== Given problem a ==
Revise the rows from the first one through the line containing "(1344, 247)", replacing "Spot" with "Locate" and leaving everything else unchanged.

== Document section ==
— start —
HCF and LCM

Important

How to find HCF?

Step 1: Express the given number in its prime factorisation form

Step 2: Identify only the prime factors that are common to all the numbers given.

Step 3: Take the lowest power of each common prime factor and multiply them.

Example: Find the HCF of 18 and 120

18 = 2 x 3$$^2$$

120 = 2$$^3$$ x 3 x 5

Common primes → 2 and 3 → Lowest powers are 2$$^1$$ and 3$$^1$$

HCF = 2 x 3 = 6

How to find LCM?

Step 1: Express the given number in its prime factorisation form

Step 2: Identify all the prime factors that appear in any of the factorisation

Step 3: Take the highest power of every prime factor present and multiply them.

Example: Find the HCF of 60 and 90

60 = 2$$^2$$ x 3 x 5

90 = 2 x 3$$^2$$ x 5

Highest power of all primes → 2$$^2$$ , 3$$^2$$, 5

HCF = 2$$^2$$ x 3$$^2$$ x 5= 180

Basic formulas:


  • HCF * LCM of two numbers = Product of two numbers

  • The greatest number dividing a, b and c leaving remainders of $$x_1$$, $$x_2$$ and $$x_3$$ is the HCF of (a-$$x_1$$), (b-$$x_2$$) and (c-$$x_3$$).
— end —
== Information shown ==
— start —
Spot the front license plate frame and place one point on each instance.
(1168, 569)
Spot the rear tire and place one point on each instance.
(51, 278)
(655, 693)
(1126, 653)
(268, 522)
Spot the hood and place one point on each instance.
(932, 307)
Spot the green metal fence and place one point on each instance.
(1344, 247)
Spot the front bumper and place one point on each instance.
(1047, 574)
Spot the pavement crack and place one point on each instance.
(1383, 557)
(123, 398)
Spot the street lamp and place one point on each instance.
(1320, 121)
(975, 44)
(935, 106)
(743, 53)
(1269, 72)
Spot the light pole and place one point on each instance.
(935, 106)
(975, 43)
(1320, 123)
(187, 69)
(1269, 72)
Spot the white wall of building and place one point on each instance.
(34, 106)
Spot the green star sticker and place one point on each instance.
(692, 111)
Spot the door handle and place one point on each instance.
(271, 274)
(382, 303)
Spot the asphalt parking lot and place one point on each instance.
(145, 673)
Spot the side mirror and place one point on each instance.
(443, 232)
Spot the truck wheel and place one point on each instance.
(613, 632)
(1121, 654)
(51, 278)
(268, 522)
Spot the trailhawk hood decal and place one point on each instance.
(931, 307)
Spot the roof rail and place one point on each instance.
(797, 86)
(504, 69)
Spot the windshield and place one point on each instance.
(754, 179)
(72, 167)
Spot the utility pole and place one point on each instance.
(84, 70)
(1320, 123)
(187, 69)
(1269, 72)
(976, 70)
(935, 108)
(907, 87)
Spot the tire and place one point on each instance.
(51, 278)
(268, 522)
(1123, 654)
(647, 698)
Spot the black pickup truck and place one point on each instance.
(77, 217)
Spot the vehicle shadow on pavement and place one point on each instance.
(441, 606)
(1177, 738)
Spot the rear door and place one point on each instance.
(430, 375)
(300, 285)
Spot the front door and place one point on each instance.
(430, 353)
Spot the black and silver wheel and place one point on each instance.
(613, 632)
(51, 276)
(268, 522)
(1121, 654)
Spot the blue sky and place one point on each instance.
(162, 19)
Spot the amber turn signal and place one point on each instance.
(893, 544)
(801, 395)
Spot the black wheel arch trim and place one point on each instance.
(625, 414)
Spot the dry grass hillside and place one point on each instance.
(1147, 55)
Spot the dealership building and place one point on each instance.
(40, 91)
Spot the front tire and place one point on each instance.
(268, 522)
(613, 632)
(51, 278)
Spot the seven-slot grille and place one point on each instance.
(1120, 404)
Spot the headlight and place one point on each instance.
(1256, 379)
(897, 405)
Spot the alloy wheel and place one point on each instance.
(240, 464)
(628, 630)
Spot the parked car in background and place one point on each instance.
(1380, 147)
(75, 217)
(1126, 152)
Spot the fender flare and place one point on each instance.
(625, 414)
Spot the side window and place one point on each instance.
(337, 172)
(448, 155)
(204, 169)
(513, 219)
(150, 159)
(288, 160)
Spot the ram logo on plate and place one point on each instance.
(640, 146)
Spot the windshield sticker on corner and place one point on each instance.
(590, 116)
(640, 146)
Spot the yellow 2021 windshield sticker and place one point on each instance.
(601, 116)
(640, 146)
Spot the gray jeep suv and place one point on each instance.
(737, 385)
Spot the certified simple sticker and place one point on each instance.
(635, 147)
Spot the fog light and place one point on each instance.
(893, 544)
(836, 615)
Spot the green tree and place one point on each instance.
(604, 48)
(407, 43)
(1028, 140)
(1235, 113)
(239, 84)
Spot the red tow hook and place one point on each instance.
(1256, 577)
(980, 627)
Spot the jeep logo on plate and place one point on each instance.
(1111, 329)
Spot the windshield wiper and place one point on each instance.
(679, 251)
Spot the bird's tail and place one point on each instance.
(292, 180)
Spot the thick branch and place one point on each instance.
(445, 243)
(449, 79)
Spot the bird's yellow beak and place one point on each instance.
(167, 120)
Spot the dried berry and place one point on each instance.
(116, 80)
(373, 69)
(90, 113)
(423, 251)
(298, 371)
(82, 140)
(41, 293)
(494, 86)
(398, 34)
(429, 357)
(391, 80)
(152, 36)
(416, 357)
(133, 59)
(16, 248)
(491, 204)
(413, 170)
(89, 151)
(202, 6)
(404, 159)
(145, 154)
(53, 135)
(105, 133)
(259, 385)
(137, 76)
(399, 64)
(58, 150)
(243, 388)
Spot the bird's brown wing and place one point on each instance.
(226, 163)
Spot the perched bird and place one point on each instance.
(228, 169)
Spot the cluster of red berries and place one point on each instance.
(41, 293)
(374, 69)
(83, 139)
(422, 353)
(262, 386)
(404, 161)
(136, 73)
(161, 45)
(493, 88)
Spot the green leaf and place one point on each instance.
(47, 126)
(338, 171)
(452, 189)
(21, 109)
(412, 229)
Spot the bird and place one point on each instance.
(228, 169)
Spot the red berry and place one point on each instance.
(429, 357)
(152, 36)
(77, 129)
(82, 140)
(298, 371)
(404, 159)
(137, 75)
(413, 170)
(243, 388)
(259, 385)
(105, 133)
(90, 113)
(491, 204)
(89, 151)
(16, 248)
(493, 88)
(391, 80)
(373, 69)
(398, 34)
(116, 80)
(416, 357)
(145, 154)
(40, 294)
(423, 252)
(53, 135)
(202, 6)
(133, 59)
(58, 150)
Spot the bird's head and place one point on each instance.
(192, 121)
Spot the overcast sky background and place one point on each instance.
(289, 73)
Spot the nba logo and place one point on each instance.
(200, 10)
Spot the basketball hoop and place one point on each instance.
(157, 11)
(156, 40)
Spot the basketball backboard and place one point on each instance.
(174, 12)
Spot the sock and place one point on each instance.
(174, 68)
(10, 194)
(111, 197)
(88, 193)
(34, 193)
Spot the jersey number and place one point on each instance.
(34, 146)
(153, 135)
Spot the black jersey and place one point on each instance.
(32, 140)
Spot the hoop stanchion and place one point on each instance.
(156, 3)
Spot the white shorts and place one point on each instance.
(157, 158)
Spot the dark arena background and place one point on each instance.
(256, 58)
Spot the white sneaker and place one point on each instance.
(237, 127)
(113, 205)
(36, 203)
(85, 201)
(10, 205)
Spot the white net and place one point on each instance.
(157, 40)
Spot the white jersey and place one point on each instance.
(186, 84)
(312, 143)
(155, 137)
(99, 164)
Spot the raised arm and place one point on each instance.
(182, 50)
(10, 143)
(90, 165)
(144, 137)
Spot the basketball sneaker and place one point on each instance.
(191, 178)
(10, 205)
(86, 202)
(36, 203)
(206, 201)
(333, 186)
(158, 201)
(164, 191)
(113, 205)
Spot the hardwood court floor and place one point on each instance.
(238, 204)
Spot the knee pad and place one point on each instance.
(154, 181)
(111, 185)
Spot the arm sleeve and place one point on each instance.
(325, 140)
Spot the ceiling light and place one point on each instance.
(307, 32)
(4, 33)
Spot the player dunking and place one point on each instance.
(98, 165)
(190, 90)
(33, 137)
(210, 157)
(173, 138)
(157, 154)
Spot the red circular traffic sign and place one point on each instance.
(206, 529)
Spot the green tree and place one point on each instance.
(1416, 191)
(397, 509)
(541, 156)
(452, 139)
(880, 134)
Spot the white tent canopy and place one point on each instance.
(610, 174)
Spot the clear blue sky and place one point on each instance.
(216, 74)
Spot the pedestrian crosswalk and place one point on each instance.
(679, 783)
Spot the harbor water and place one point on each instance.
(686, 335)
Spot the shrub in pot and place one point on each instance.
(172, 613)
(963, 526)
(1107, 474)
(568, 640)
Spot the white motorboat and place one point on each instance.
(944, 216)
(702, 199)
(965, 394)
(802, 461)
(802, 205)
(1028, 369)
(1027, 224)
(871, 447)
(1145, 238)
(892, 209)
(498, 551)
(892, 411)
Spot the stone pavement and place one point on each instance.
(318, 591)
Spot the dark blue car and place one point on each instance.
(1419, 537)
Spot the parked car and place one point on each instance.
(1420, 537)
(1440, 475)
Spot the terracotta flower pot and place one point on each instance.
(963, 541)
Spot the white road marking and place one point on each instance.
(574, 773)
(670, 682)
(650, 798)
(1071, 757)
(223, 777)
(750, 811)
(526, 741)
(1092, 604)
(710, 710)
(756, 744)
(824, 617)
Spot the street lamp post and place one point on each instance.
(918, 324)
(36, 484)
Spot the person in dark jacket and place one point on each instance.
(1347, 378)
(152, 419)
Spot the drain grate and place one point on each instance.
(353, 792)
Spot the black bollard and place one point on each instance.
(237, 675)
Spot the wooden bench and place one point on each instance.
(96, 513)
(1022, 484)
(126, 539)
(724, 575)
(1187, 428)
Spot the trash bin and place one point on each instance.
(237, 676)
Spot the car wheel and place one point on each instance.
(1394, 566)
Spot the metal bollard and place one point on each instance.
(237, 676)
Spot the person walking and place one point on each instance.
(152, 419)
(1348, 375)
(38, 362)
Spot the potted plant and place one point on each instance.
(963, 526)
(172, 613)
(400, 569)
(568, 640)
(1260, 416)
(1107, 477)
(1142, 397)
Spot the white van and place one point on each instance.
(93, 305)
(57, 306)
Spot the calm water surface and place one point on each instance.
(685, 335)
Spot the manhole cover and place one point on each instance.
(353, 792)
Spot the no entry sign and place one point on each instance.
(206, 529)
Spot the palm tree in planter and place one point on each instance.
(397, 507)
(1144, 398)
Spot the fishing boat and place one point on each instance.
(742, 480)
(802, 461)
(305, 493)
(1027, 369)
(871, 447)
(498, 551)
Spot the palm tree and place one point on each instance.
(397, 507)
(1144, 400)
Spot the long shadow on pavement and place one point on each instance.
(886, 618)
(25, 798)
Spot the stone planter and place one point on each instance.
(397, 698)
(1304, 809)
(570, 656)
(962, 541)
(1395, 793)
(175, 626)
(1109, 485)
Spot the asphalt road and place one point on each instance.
— end —
== Given problem b ==
Answer from the HCF and LCM notes:
(i) When finding the HCF, which power of each common prime factor is taken?
(ii) When finding the LCM, which prime factors are identified in Step 2?
(iii) According to the basic formulas, what does HCF * LCM of two numbers equal?

== Exercise result a ==
Locate the front license plate frame and place one point on each instance.
(1168, 569)
Locate the rear tire and place one point on each instance.
(51, 278)
(655, 693)
(1126, 653)
(268, 522)
Locate the hood and place one point on each instance.
(932, 307)
Locate the green metal fence and place one point on each instance.
(1344, 247)

== Exercise result b ==
(i) The lowest power.
(ii) All the prime factors that appear in any of the factorizations.
(iii) The product of the two numbers.